§ **Set problem**
Return exactly the lines that run from the one containing "Spot the beige" to the end of the entries, with both ends included.

§ **Extracted records**

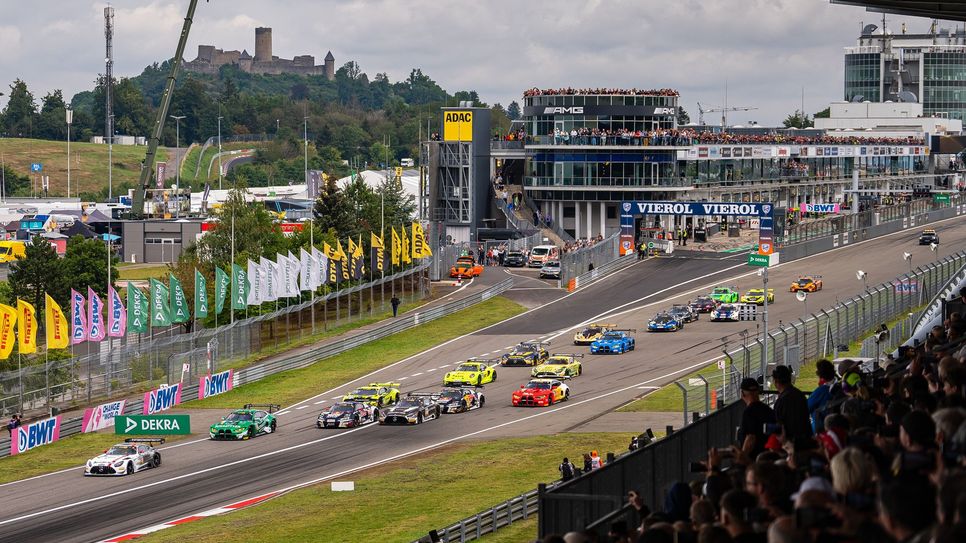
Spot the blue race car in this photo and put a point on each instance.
(613, 341)
(664, 322)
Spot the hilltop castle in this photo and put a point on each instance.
(210, 60)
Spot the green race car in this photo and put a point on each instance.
(559, 366)
(725, 295)
(474, 371)
(378, 394)
(246, 423)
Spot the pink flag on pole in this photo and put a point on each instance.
(79, 329)
(116, 314)
(95, 317)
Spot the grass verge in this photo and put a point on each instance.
(437, 489)
(69, 452)
(291, 386)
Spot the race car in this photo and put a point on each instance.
(466, 267)
(377, 394)
(724, 295)
(460, 399)
(527, 353)
(559, 366)
(807, 283)
(664, 322)
(592, 332)
(415, 408)
(725, 312)
(683, 313)
(125, 458)
(540, 392)
(928, 237)
(246, 423)
(613, 341)
(757, 296)
(474, 371)
(347, 415)
(703, 304)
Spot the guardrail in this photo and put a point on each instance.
(307, 358)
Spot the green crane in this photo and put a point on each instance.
(137, 205)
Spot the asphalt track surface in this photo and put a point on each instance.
(198, 475)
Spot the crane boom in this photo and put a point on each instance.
(137, 204)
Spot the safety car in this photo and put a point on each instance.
(559, 366)
(246, 423)
(613, 341)
(807, 283)
(725, 312)
(134, 455)
(527, 353)
(415, 408)
(347, 415)
(540, 392)
(377, 394)
(474, 371)
(757, 296)
(461, 399)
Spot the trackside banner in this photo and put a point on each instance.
(162, 399)
(33, 435)
(102, 416)
(218, 383)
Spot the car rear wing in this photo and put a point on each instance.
(158, 440)
(270, 407)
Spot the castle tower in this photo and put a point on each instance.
(263, 44)
(329, 66)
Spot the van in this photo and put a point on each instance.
(542, 253)
(12, 250)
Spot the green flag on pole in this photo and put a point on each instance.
(179, 304)
(239, 287)
(201, 296)
(137, 310)
(221, 289)
(160, 308)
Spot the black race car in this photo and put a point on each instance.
(415, 408)
(460, 399)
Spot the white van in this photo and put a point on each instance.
(542, 253)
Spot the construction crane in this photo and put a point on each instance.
(724, 111)
(147, 169)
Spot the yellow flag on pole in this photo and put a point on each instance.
(56, 324)
(26, 327)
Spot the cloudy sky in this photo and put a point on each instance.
(766, 50)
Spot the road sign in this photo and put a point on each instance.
(152, 425)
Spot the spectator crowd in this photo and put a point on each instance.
(875, 453)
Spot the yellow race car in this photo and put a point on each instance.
(559, 366)
(757, 296)
(591, 333)
(474, 371)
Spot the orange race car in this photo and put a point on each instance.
(466, 267)
(807, 283)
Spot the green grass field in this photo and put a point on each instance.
(403, 500)
(88, 170)
(292, 386)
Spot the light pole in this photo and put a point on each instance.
(70, 119)
(177, 164)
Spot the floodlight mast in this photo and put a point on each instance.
(137, 203)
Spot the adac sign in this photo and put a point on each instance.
(457, 126)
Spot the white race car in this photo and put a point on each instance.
(126, 458)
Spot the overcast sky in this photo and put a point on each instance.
(766, 50)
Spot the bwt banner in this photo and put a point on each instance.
(212, 385)
(33, 435)
(821, 208)
(162, 399)
(102, 416)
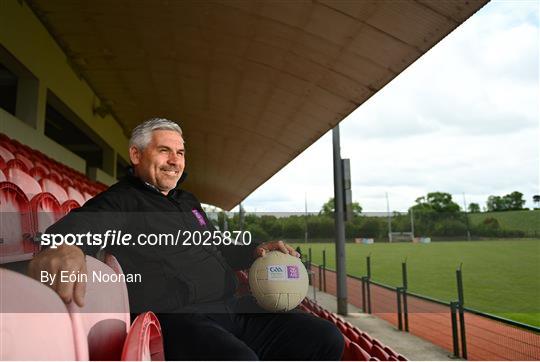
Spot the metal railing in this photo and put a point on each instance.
(465, 332)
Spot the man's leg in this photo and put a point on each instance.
(196, 337)
(290, 336)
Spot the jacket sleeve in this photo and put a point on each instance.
(239, 257)
(98, 215)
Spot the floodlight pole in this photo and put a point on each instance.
(341, 271)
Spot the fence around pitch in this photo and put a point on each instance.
(487, 337)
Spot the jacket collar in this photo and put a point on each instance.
(134, 179)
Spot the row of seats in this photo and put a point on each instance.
(35, 191)
(52, 330)
(359, 346)
(14, 155)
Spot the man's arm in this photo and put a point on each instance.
(94, 217)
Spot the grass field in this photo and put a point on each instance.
(501, 277)
(525, 220)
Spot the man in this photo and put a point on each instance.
(190, 287)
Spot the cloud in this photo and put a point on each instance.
(464, 118)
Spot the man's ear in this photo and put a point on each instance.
(134, 155)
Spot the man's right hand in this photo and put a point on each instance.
(65, 258)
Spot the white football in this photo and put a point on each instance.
(278, 281)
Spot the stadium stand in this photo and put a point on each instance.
(32, 198)
(46, 334)
(99, 331)
(35, 191)
(359, 345)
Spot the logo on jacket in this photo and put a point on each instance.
(199, 217)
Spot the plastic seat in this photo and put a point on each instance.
(390, 351)
(358, 353)
(69, 205)
(38, 173)
(6, 154)
(46, 211)
(105, 320)
(48, 185)
(87, 196)
(35, 323)
(74, 194)
(27, 162)
(16, 225)
(379, 353)
(365, 343)
(25, 182)
(16, 164)
(55, 176)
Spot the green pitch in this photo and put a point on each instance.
(500, 277)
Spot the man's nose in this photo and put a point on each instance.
(174, 159)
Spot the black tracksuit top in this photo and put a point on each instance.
(172, 276)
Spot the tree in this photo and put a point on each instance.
(437, 201)
(512, 201)
(536, 200)
(328, 208)
(474, 207)
(495, 203)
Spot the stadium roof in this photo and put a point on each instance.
(252, 83)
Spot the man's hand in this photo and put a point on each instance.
(275, 245)
(68, 258)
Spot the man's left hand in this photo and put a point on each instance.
(275, 245)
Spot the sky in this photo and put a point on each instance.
(463, 119)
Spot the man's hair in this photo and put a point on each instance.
(142, 134)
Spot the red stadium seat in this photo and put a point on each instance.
(390, 352)
(35, 323)
(104, 320)
(87, 196)
(69, 205)
(16, 224)
(6, 154)
(16, 164)
(58, 191)
(55, 176)
(379, 353)
(365, 343)
(74, 194)
(38, 173)
(26, 182)
(45, 211)
(27, 162)
(144, 340)
(358, 353)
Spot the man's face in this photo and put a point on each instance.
(162, 162)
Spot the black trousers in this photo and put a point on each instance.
(240, 330)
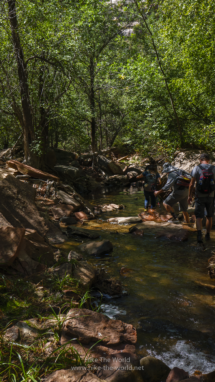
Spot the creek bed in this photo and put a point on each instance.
(173, 313)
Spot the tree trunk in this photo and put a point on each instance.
(23, 79)
(92, 106)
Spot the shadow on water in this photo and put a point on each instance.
(173, 314)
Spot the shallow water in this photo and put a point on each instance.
(173, 314)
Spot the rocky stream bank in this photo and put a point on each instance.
(51, 327)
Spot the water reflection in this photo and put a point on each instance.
(173, 313)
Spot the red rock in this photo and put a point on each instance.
(17, 206)
(175, 235)
(11, 240)
(37, 249)
(61, 210)
(110, 332)
(177, 375)
(28, 170)
(96, 248)
(81, 216)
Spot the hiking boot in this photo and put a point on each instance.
(173, 220)
(207, 236)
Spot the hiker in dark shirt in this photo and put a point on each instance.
(204, 177)
(179, 193)
(151, 178)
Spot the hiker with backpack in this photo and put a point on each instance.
(151, 178)
(204, 177)
(179, 180)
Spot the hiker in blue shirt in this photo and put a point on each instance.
(151, 178)
(203, 176)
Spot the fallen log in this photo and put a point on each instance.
(28, 170)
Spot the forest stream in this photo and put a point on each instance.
(167, 302)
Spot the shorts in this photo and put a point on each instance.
(172, 199)
(204, 202)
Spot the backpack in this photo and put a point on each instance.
(151, 181)
(183, 179)
(205, 183)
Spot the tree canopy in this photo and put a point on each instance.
(90, 74)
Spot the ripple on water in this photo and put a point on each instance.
(112, 311)
(184, 355)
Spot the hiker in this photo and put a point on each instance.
(151, 178)
(203, 175)
(179, 180)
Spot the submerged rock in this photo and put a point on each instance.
(210, 377)
(68, 199)
(17, 207)
(113, 353)
(109, 207)
(154, 369)
(96, 248)
(11, 240)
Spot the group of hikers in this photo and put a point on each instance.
(201, 183)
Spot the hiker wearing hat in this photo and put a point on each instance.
(179, 180)
(151, 178)
(204, 177)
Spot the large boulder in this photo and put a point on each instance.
(96, 248)
(177, 375)
(175, 235)
(115, 168)
(64, 156)
(17, 207)
(154, 370)
(37, 248)
(134, 168)
(118, 179)
(11, 240)
(34, 254)
(84, 273)
(132, 175)
(31, 171)
(109, 166)
(109, 207)
(81, 271)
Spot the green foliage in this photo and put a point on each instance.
(154, 86)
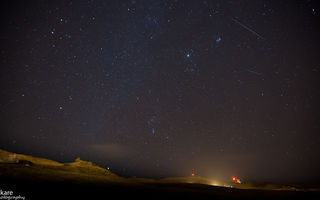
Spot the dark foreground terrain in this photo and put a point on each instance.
(35, 178)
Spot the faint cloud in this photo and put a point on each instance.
(110, 150)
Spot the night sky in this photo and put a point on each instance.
(163, 88)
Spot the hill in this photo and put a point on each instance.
(38, 178)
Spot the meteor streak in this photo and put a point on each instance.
(247, 28)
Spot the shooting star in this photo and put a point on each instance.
(247, 28)
(254, 72)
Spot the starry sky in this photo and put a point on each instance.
(162, 88)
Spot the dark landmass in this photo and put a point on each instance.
(37, 178)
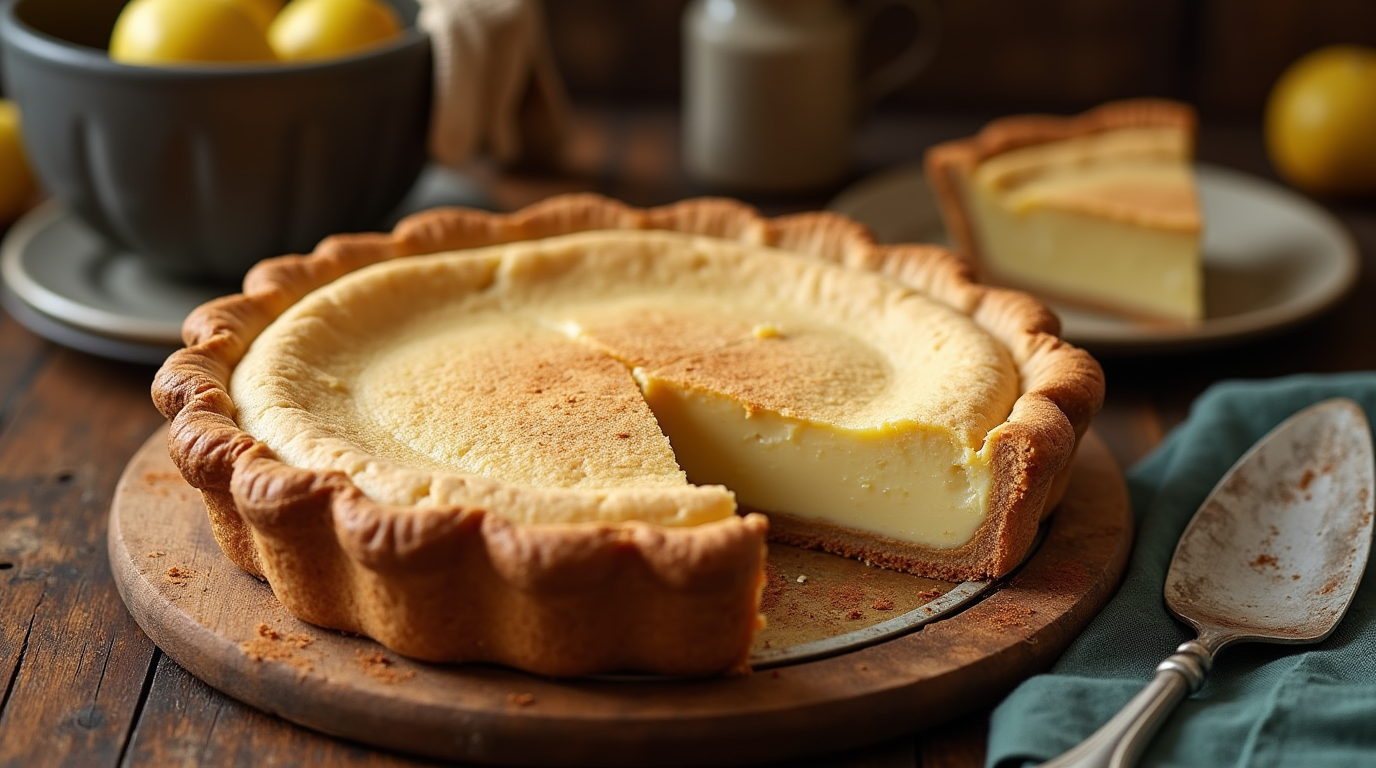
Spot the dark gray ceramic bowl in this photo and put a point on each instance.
(207, 169)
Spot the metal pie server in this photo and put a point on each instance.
(1273, 555)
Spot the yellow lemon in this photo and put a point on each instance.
(17, 187)
(1321, 121)
(157, 32)
(325, 29)
(263, 11)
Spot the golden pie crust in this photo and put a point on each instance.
(463, 582)
(950, 164)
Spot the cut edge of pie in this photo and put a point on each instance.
(950, 167)
(566, 599)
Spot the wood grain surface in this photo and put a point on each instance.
(227, 629)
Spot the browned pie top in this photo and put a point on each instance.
(507, 373)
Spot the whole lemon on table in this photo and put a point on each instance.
(324, 29)
(263, 11)
(17, 186)
(1321, 121)
(154, 32)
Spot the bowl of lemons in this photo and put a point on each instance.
(205, 135)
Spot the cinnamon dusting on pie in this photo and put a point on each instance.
(380, 666)
(271, 644)
(179, 574)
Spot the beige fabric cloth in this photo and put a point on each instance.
(496, 84)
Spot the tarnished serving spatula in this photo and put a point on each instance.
(1273, 555)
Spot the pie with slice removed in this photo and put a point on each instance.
(552, 439)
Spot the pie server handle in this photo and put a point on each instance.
(1120, 741)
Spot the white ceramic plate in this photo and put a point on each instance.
(61, 269)
(65, 282)
(1272, 258)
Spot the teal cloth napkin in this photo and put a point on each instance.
(1262, 705)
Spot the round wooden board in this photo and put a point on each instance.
(227, 629)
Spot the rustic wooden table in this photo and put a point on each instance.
(83, 686)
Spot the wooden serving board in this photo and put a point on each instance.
(227, 629)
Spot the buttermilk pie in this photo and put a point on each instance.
(559, 439)
(1098, 211)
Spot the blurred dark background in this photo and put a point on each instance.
(1222, 55)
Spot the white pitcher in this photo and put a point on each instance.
(771, 90)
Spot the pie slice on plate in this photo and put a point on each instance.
(1100, 211)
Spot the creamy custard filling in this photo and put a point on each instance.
(899, 481)
(802, 387)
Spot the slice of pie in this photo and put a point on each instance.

§ **Finished task**
Spot the beige fabric cloth in this photo and put a point on each instance.
(496, 84)
Spot the tarnished serving spatula in this photo and put a point on each instance.
(1273, 555)
Spot the pie with slice removed in this photo and put a point on each instance.
(552, 439)
Spot the pie server handle in this photo and put a point on each instance.
(1120, 741)
Spot the white ceramic plate in this photo and put a point on each instance.
(61, 269)
(65, 282)
(1272, 258)
Spot the teal cloth napkin in this photo and put a point on each instance.
(1262, 705)
Spot the round wooden board in this photo and put a point on each instance.
(227, 629)
Spot the rustic wooden table in this photo and put a point on each instance.
(83, 686)
Spot the wooden serving board in this photo and put a point on each instance.
(227, 629)
Spot the buttermilk pie in this photo and put a point on each instance.
(559, 439)
(1098, 211)
Spot the blurred dark background in this photo and put a point on each instance.
(1222, 55)
Spot the white pitcher in this photo and put a point on each instance.
(771, 90)
Spot the pie slice on plate in this photo and put a point on each instance.
(1100, 211)
Spot the creamy custard filling in this photo and put a point on each instance.
(899, 481)
(802, 387)
Spot the slice of pie in this photo and put a point on each instance.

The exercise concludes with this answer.